[Exercise text]:
▽
There’s Alot Going On.
We champion music that is timeless. Music that speaks to us no matter if we bang it in our headphones hot off the press, or revisit in a decade’s time. It’s good to hear music without a sell by date, that doesn’t lose our interest once we’ve seen the thousandth Vine.
What Vic Mensa is talking about on his latest EP, feels like it will be topical for a good while. However, in this instance we’d rather be listening to it in a decade as lessons, protest songs that helped us – as a global society – to overcome institutional racism, and not further reflection of the times. The fact that the subject matter here could be timeless, is terrifying.
△
[Activity list]:
a – Please copy out the passage of the music review from "There’s Alot Going" up to and including "timeless, is terrifying.".
b – According to the music review, what is terrifying?
c – List each way the music review describes the music it champions.

(Descriptions of regions in natural language)
▽
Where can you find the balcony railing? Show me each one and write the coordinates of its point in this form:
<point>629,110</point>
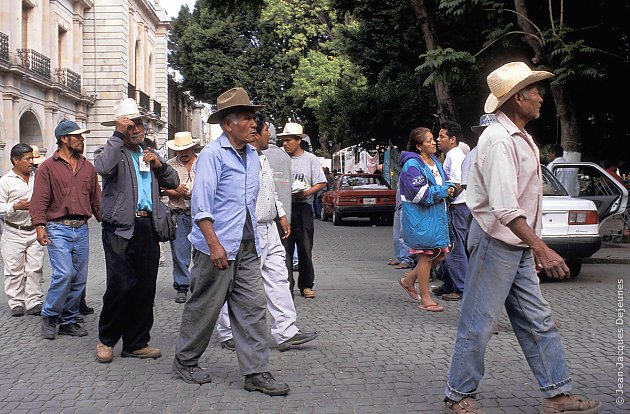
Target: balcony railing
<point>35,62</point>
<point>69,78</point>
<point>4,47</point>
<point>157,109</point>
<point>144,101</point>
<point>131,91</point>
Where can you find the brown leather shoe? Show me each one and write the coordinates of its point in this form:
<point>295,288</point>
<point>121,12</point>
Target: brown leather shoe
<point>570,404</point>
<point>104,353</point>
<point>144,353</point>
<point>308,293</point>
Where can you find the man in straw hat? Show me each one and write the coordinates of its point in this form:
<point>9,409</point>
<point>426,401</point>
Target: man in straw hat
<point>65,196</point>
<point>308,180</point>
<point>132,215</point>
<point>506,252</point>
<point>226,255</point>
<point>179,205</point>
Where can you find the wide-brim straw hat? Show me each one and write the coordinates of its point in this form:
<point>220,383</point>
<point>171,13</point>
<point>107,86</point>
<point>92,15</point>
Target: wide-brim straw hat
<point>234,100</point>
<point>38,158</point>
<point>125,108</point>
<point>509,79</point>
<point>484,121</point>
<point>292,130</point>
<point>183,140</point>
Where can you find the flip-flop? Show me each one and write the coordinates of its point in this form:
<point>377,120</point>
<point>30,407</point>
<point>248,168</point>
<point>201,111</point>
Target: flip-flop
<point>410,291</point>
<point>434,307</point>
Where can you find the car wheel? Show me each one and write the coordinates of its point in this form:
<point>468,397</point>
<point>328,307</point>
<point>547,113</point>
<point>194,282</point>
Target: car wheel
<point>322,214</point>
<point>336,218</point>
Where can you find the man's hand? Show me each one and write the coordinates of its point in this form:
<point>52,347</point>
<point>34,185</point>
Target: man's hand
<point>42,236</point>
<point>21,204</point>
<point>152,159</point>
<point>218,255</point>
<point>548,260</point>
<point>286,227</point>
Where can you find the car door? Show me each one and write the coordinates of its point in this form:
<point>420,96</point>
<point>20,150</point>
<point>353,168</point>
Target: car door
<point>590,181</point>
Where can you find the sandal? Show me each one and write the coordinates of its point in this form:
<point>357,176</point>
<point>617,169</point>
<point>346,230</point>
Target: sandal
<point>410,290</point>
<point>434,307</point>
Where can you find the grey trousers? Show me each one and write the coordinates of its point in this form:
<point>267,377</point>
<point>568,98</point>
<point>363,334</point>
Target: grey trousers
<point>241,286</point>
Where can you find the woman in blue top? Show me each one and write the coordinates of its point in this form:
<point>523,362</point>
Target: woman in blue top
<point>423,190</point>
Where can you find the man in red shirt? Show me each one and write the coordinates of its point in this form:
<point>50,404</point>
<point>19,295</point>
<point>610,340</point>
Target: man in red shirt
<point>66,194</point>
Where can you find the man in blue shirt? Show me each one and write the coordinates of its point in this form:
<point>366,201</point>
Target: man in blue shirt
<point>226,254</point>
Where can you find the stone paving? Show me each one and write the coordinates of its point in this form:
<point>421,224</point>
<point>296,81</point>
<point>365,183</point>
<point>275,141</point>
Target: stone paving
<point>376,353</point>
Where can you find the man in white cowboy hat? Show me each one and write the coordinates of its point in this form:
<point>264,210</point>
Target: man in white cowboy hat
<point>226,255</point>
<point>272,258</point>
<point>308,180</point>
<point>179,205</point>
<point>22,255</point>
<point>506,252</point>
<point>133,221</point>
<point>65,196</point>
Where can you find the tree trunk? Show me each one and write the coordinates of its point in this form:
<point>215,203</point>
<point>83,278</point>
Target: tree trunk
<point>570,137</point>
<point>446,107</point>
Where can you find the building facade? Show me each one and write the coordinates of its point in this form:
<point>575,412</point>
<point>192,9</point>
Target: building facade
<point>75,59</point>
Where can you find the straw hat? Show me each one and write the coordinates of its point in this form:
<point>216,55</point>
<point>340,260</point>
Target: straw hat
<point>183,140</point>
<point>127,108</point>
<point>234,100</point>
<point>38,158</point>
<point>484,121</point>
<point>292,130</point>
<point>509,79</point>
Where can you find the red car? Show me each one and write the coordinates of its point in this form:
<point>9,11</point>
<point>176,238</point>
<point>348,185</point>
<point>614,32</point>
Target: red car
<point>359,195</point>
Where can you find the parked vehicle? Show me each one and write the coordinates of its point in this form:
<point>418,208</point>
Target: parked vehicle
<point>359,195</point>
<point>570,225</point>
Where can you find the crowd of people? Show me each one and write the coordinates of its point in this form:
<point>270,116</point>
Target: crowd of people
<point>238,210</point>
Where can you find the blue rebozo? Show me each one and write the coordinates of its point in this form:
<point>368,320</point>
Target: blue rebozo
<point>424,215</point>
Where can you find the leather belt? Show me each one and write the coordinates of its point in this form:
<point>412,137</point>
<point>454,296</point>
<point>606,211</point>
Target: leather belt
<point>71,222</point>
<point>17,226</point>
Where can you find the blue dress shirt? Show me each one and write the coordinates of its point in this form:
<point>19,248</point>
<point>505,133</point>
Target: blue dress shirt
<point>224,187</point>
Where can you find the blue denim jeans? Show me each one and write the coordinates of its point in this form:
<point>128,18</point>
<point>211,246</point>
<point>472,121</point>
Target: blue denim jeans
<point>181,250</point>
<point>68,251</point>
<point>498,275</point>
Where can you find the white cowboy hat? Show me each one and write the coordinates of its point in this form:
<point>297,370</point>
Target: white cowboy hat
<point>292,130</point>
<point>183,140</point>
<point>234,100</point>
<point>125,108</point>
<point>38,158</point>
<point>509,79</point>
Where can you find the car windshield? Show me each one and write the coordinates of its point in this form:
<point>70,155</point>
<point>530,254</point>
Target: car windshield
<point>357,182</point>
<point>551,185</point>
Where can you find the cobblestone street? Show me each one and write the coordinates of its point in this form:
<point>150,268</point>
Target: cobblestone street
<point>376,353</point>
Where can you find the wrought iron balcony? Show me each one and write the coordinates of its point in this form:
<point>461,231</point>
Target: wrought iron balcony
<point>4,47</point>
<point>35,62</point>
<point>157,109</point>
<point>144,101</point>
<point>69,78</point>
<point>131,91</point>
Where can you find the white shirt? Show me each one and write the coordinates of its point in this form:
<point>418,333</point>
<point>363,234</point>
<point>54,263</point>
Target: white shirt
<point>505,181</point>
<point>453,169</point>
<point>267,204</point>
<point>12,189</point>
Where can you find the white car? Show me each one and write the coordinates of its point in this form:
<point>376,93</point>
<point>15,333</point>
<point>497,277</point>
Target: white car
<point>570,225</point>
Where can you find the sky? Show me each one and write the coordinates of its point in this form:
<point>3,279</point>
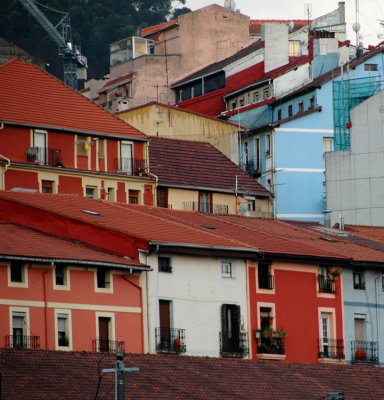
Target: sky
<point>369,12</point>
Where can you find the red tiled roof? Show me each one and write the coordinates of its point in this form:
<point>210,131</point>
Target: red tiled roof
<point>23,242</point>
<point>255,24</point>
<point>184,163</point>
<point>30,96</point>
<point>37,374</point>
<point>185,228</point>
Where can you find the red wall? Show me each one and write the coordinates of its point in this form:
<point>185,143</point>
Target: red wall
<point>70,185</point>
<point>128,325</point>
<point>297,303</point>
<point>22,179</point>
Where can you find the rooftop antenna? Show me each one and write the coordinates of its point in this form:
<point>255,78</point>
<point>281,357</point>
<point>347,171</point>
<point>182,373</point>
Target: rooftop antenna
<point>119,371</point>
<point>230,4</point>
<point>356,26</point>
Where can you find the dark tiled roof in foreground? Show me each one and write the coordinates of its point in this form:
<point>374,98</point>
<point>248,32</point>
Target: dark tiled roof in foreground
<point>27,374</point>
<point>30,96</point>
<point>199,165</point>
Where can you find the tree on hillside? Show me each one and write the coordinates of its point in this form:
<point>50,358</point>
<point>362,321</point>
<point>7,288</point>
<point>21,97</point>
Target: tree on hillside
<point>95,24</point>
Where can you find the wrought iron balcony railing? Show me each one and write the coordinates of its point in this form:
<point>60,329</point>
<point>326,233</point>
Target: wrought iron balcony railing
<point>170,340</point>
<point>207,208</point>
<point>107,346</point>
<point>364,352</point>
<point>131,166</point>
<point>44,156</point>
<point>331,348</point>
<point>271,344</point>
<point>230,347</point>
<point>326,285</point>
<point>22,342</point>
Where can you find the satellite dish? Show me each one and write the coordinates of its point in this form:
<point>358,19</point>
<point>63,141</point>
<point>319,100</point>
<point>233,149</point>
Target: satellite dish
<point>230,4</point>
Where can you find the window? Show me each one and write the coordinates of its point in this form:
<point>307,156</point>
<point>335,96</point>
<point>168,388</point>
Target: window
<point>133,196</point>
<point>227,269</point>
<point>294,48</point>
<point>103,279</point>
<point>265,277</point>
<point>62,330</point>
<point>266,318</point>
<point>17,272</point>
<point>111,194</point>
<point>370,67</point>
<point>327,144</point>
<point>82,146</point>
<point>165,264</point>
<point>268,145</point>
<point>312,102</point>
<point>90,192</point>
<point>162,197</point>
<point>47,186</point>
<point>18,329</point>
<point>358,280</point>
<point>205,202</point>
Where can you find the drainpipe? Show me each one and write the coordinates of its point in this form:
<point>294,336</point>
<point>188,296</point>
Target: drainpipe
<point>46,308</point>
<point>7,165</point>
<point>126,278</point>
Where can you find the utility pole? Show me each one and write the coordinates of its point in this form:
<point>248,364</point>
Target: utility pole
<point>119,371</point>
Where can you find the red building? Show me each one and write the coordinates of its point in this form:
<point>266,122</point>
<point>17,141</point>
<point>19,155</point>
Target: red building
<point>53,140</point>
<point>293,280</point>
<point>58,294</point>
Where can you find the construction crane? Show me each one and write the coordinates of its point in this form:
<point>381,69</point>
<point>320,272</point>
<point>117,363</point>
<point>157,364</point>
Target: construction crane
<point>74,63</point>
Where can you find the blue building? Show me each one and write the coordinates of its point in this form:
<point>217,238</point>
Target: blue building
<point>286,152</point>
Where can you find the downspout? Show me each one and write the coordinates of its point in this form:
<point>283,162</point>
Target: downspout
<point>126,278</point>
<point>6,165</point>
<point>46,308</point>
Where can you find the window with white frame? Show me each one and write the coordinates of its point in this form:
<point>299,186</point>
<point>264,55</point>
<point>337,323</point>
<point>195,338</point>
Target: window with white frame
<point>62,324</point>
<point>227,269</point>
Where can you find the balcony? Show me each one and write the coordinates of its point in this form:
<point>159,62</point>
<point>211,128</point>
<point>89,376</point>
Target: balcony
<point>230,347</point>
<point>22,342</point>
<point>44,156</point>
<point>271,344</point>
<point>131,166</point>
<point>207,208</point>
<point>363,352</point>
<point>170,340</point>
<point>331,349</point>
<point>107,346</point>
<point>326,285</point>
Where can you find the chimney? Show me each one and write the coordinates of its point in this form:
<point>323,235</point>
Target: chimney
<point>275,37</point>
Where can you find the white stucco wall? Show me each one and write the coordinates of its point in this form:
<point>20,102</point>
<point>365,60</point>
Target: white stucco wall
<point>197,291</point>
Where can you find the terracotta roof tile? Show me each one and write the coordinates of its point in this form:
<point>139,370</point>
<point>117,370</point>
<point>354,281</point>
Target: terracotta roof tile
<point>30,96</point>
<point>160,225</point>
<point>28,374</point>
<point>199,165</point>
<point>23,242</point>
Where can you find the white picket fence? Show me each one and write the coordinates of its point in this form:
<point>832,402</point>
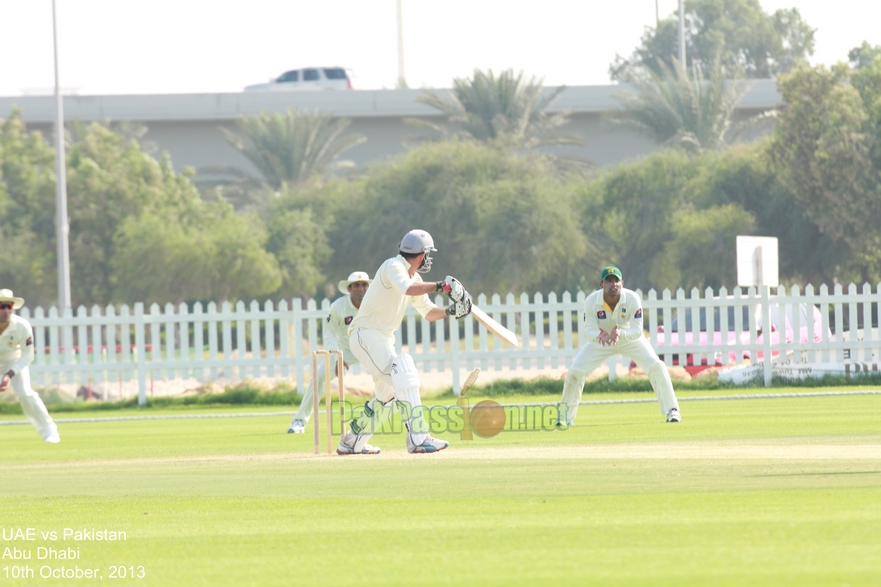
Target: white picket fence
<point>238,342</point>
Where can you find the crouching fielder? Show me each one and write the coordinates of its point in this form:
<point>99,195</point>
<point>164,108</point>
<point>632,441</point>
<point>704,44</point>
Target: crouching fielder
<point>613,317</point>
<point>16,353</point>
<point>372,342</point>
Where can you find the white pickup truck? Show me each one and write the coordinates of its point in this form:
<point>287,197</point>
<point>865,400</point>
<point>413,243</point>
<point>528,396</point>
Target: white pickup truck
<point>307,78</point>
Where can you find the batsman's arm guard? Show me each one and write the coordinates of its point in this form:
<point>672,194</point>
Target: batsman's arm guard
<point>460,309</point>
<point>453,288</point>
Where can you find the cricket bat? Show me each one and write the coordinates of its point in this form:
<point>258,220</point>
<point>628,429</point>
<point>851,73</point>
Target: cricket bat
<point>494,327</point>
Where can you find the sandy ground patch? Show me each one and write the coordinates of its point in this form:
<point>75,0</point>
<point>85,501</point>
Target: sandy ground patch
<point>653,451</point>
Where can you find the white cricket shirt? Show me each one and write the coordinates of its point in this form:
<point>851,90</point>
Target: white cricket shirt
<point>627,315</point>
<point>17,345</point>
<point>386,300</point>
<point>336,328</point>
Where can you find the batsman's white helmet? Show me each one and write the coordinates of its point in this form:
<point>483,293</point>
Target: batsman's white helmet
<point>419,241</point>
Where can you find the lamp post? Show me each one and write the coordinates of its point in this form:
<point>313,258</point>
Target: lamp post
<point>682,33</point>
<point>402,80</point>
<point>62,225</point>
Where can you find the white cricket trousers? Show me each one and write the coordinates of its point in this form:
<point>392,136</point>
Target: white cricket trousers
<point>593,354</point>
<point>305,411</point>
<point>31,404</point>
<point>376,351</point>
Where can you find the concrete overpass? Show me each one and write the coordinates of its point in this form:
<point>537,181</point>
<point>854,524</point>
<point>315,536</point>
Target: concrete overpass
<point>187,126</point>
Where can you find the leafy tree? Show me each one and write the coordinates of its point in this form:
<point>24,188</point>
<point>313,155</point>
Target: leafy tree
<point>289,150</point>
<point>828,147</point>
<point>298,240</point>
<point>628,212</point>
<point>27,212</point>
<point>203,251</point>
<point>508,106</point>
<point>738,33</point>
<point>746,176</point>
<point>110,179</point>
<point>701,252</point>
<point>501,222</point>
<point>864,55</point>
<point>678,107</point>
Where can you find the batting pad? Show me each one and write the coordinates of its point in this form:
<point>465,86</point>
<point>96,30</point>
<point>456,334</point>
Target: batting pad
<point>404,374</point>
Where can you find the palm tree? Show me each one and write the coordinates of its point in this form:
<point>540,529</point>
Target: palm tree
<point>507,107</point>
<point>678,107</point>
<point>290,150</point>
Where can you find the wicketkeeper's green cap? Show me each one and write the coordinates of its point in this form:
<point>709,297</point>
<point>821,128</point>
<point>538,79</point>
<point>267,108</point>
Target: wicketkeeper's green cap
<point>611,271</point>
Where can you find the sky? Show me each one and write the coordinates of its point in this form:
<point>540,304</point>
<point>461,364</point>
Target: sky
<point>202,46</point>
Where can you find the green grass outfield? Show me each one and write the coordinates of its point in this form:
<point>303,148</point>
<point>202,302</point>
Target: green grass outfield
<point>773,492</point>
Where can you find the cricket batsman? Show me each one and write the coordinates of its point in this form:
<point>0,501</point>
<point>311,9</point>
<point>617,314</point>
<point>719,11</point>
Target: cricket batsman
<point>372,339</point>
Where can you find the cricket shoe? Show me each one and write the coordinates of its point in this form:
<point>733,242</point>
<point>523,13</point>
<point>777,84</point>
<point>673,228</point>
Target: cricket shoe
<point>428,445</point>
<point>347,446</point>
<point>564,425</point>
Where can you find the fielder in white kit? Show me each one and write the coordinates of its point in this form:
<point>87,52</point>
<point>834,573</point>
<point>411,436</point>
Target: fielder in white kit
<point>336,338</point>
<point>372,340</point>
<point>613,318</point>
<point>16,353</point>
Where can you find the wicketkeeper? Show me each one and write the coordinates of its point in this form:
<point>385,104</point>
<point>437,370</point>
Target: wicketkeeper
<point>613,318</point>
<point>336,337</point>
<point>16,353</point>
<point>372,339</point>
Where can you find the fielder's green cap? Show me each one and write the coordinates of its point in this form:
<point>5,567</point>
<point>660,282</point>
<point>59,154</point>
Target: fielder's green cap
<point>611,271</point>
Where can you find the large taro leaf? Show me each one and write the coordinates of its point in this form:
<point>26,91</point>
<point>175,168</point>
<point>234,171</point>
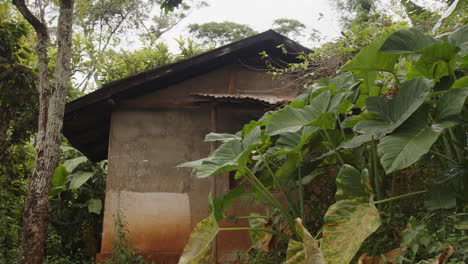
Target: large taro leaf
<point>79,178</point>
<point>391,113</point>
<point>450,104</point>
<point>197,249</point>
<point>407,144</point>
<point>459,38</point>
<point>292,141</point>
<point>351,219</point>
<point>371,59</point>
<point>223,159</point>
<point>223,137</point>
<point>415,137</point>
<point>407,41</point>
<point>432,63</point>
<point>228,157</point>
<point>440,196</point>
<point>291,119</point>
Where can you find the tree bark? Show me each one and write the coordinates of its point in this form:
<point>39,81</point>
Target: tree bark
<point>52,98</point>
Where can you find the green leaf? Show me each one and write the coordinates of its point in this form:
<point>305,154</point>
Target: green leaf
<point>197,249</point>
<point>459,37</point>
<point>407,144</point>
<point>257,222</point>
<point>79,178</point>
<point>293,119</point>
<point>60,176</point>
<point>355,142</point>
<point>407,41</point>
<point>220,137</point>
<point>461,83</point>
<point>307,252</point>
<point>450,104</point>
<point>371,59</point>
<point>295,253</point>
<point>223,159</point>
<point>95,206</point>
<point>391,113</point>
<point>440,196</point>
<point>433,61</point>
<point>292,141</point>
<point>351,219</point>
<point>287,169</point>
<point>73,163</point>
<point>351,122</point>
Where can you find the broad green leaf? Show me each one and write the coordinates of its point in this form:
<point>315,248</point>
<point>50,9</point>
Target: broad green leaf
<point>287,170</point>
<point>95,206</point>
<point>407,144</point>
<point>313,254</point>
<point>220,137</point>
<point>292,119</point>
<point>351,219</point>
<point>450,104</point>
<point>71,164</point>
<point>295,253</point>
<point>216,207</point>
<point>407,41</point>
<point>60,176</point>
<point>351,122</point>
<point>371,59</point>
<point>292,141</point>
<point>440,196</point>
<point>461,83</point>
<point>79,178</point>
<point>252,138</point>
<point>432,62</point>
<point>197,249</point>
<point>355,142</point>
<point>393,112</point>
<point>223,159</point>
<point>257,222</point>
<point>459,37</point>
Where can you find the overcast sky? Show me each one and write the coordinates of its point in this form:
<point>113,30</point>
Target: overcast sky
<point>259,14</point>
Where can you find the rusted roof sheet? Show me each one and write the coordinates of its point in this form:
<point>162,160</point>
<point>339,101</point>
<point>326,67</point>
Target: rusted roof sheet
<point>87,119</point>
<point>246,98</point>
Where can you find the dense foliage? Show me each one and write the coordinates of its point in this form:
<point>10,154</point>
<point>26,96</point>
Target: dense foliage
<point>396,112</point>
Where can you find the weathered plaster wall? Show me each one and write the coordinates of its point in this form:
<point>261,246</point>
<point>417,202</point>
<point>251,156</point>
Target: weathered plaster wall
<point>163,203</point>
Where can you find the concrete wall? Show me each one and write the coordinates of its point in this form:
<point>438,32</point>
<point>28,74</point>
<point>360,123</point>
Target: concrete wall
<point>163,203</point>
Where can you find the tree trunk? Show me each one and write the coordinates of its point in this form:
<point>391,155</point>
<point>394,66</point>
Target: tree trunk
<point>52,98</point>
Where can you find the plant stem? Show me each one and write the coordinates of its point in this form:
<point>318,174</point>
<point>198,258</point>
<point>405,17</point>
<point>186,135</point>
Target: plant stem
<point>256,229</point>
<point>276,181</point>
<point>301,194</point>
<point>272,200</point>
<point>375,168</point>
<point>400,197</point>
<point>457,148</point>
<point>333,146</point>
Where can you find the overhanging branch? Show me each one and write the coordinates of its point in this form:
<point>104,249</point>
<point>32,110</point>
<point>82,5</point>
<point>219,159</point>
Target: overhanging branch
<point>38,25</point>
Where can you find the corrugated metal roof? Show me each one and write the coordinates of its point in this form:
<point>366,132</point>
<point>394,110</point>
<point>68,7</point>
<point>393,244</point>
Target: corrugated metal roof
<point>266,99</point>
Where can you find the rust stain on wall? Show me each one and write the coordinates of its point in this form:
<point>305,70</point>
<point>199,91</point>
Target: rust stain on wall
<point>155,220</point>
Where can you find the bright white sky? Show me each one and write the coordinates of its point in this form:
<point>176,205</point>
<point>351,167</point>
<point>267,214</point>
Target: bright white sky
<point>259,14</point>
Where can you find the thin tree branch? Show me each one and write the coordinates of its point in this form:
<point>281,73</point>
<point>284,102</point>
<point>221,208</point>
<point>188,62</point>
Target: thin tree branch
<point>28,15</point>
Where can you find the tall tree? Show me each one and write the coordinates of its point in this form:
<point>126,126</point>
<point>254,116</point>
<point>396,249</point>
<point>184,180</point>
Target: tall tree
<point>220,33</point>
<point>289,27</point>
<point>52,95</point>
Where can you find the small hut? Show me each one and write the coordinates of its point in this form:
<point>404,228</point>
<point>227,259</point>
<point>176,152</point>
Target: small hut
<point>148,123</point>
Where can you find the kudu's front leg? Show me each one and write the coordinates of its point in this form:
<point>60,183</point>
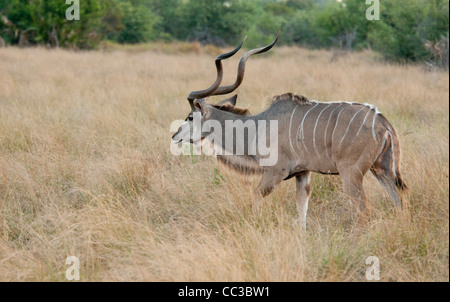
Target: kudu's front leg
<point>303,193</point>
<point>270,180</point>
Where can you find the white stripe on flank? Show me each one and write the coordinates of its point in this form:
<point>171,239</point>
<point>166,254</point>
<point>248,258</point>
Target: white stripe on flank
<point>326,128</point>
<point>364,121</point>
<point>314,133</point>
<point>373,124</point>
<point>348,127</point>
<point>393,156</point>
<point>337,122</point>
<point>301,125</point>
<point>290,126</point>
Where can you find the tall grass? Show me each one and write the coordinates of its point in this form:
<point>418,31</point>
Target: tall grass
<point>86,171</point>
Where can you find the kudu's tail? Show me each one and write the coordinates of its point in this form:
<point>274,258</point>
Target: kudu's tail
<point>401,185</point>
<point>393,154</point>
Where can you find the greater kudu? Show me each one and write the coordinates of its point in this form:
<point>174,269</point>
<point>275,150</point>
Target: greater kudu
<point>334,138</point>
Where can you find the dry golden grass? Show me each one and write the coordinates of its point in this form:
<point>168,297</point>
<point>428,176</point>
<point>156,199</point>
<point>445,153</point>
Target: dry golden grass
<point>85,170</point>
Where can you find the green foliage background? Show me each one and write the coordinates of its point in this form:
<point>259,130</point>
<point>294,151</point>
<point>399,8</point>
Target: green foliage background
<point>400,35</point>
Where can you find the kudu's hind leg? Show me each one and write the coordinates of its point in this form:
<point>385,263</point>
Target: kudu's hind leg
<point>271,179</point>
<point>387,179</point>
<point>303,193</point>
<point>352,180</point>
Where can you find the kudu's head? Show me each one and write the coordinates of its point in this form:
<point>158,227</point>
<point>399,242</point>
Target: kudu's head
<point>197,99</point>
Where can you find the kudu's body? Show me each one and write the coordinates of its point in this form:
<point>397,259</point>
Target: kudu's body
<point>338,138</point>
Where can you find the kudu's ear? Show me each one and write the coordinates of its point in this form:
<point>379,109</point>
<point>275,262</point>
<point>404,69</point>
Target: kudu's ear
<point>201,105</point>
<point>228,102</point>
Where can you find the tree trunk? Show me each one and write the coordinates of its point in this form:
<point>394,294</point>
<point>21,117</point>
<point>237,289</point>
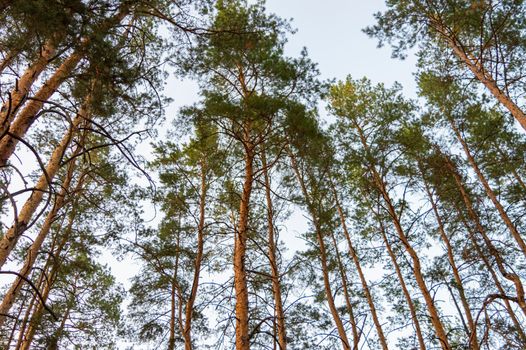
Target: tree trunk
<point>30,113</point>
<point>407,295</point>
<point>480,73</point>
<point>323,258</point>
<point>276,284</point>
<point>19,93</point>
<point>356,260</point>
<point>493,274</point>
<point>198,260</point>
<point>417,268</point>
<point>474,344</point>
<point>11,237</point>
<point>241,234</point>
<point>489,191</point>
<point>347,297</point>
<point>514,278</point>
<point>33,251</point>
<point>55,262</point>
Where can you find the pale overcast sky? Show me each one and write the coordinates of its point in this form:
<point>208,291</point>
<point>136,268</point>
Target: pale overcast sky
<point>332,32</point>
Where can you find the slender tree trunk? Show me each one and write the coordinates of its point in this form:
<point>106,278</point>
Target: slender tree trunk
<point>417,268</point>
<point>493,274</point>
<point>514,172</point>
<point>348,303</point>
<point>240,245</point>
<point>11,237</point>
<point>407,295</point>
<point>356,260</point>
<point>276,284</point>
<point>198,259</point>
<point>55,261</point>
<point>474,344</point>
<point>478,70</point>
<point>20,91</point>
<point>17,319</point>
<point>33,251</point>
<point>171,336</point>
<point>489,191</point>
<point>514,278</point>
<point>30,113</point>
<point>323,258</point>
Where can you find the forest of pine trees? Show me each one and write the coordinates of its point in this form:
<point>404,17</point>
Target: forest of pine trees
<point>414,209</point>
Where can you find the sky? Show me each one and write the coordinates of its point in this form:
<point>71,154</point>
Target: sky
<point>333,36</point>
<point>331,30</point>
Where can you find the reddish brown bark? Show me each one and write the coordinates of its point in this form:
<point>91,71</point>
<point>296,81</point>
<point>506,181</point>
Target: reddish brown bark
△
[Answers provided]:
a –
There’s Alot Going On.
We champion music that is timeless. Music that speaks to us no matter if we bang it in our headphones hot off the press, or revisit in a decade’s time. It’s good to hear music without a sell by date, that doesn’t lose our interest once we’ve seen the thousandth Vine.
What Vic Mensa is talking about on his latest EP, feels like it will be topical for a good while. However, in this instance we’d rather be listening to it in a decade as lessons, protest songs that helped us – as a global society – to overcome institutional racism, and not further reflection of the times. The fact that the subject matter here could be timeless, is terrifying.

b – The fact that the subject matter of Vic Mensa's latest EP could be timeless.

c –
- It is timeless.
- It speaks to us whether we bang it in our headphones hot off the press or revisit it in a decade's time.
- It has no sell-by date.
- It doesn't lose our interest once we've seen the thousandth Vine.